**Aufgabe A**
Tauschen Sie in der Rezension „Rache“ gegen „Vergeltung“ aus und geben Sie den Abschnitt wieder, der bei den Worten „Die polizeilichen Ermittlungen“ beginnt und nach „und bricht aus.“ endet.
□ □ □ □ □ □ □
Ein Sohn mit besonderen Vorzügen

Kurze Anmerkungen zu Jo Nesbøs Thriller „Der Sohn“

Von Thomas NeumannRSS-Newsfeed neuer Artikel von Thomas Neumann

Besprochene Bücher / Literaturhinweise

In Oslo sitzt Sonny Lofthus in einem der modernsten Gefängnisse Norwegens. Er ist ein Mustergefangener. Seit über 10 Jahren hört sich die Geschichten seiner Mithäftlinge an, gewinnt ihr Vertrauen und ihren Respekt. Fast religiöse Züge nimmt der Protagonist an, wird ihm doch auch von seinen Mitgefangenen die Fähigkeit zugesprochen, die Sünden der anderen Menschen auf sich zu nehmen. Darüber hinaus kann er sich seit über einem Jahrzehnt einem exzessiven Drogenkonsum hingeben. Im Gegenzug für dieses Privileg erledigt er für den Gefängnisleiter illegal „Jobs“ außerhalb des Gefängnisses. Diesmal übernimmt er die Verantwortung für einen Mord, den er nicht begangen hat, um dem eigentlichen alibilosen Täter zu entlasten. Dieses Vorgehen wird von einflussreichen Persönlichkeiten in der Politik und im organisierten Verbrechen gedeckt. Wie es zu diesem „Arrangement“ kommen konnte, erfährt der Leser erst nach und nach im Laufe der Lektüre. Der Protagonist Sonny Lofthus, genannt der „Sohn“, ist aber vor allem auch der Sohn des erfolgreichen Polizisten Ad Lofthus, der zum Ende seiner Karriere mit einem Geständnis, korrupt zu sein, aus dem Leben getreten ist. Seinem Sohn hat er nur die Erinnerung an eine gescheiterte Polizeilaufbahn und an eine verlassene Familie hinterlassen. Die Auswirkungen dieser persönlichen Katastrophe reichen bis in die Gegenwart hinein und sind maßgeblich der Grund, warum sich Sonny durch Drogen der Wirklichkeit entzieht.

Die polizeilichen Ermittlungen zu dem oben erwähnten Mord, für den Sonny Lofthus als Täter in Frage kommt, nimmt Simon Kefas auf. Der Mordfall ist merkwürdig, weckt sofort sein Interesse. Hinzu kommt noch, dass Simon Kefas, Ermittler der „alten Schule“, ein guter Freund von Sonnys Vater war. Die Ermittlungen von Kefas kreuzen sich mit dem Gefängnisausbruch von Sonny, der durch ein Geständnis eines Mitgefangenen erfährt, das sein Vater nicht korrupt war und keinen Selbstmord begannen hat, sondern ermordet wurde. Sonny will Rache und bricht aus.
□ □ □ □ □ □ □
**Aufgabe B**
Geben Sie die Zeilen der Einträge als JSON-Liste von Zeichenketten aus, eine Zeichenkette je Zeile und ohne Leerzeilen. Beginnen Sie bei der Zeile mit „For the benchmark, point to the carrot“ und enden Sie mit der letzten Zeile der Einträge.

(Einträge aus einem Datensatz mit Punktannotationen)
□ □ □ □ □ □ □
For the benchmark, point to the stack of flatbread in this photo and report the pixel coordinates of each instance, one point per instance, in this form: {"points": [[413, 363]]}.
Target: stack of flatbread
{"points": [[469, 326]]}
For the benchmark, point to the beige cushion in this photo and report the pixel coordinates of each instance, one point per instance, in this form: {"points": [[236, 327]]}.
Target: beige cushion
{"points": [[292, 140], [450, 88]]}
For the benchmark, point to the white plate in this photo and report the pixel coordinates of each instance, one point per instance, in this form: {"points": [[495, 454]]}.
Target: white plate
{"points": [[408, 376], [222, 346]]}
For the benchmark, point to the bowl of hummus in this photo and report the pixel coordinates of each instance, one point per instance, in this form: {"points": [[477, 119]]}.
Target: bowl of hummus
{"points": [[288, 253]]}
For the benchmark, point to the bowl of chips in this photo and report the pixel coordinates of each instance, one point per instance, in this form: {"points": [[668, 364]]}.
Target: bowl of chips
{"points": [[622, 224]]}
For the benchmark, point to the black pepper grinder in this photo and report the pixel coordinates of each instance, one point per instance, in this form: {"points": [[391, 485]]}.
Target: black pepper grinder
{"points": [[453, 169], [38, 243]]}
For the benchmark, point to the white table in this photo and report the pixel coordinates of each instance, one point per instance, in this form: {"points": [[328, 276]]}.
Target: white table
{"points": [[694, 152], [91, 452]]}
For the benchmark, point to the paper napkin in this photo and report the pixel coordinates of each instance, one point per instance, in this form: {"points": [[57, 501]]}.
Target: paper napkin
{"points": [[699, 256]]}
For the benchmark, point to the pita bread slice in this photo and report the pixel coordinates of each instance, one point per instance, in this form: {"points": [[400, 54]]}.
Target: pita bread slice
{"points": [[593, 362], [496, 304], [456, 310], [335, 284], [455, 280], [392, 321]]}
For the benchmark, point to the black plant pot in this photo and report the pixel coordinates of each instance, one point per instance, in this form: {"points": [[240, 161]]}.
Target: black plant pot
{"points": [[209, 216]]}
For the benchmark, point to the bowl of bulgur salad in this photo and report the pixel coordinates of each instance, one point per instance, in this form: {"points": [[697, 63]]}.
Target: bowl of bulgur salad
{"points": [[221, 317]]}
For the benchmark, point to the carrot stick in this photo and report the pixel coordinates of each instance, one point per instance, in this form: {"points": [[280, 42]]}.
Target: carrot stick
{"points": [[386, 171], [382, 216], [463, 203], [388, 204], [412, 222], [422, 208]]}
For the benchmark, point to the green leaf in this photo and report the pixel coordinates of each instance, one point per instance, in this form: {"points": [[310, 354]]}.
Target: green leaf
□ □ □ □ □ □ □
**Richtige Lösung A**
Die polizeilichen Ermittlungen zu dem oben erwähnten Mord, für den Sonny Lofthus als Täter in Frage kommt, nimmt Simon Kefas auf. Der Mordfall ist merkwürdig, weckt sofort sein Interesse. Hinzu kommt noch, dass Simon Kefas, Ermittler der „alten Schule“, ein guter Freund von Sonnys Vater war. Die Ermittlungen von Kefas kreuzen sich mit dem Gefängnisausbruch von Sonny, der durch ein Geständnis eines Mitgefangenen erfährt, das sein Vater nicht korrupt war und keinen Selbstmord begannen hat, sondern ermordet wurde. Sonny will Vergeltung und bricht aus.

**Richtige Lösung B**
[
  "For the benchmark, point to the carrot stick in this photo and report the pixel coordinates of each instance, one point per instance, in this form: {\"points\": [[280, 42]]}.",
  "Target: carrot stick",
  "{\"points\": [[386, 171], [382, 216], [463, 203], [388, 204], [412, 222], [422, 208]]}",
  "For the benchmark, point to the green leaf in this photo and report the pixel coordinates of each instance, one point per instance, in this form: {\"points\": [[310, 354]]}.",
  "Target: green leaf"
]